**WHAT TO PRODUCE:**
Retype only what runs from the first line of the records to the line with "TARGET = tall evergreen tree", inclusive, and no pictures.

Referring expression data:
■ ■ ■ ■

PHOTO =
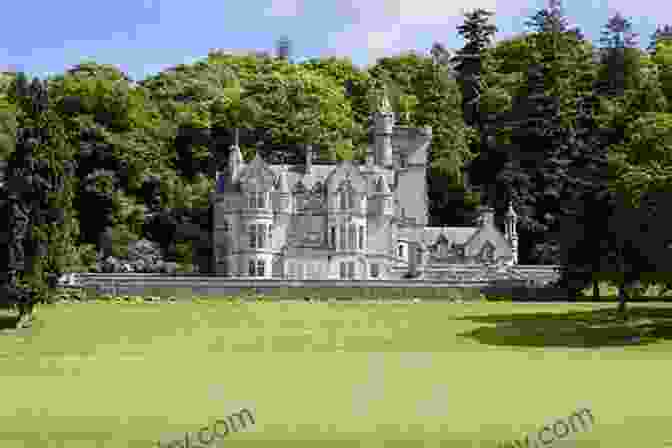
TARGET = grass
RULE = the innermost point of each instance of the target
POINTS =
(335, 374)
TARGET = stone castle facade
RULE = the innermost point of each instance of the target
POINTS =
(345, 221)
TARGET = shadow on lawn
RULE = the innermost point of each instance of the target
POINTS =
(581, 329)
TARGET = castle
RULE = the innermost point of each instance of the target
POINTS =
(345, 221)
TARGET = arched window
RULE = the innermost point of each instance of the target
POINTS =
(252, 233)
(352, 236)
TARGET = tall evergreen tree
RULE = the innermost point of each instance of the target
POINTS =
(478, 34)
(663, 33)
(284, 48)
(620, 57)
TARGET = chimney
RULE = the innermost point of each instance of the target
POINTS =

■ ■ ■ ■

**REPLY TO THE EXERCISE:**
PHOTO =
TARGET = grass
RULE = the innermost point of each instance of the target
POINTS =
(335, 374)
TARGET = stone castle facade
RULE = the innermost point of each instance of the target
POINTS =
(345, 221)
TARGET = shadow on lawn
RULE = the innermost point of each instance of the target
POINTS =
(581, 329)
TARGET = castle
RULE = the innermost point of each instance of the target
POINTS =
(345, 221)
TARGET = arched window
RULE = the innermost point of each instance of the target
POINTS =
(252, 233)
(352, 236)
TARGET = tall evergreen tree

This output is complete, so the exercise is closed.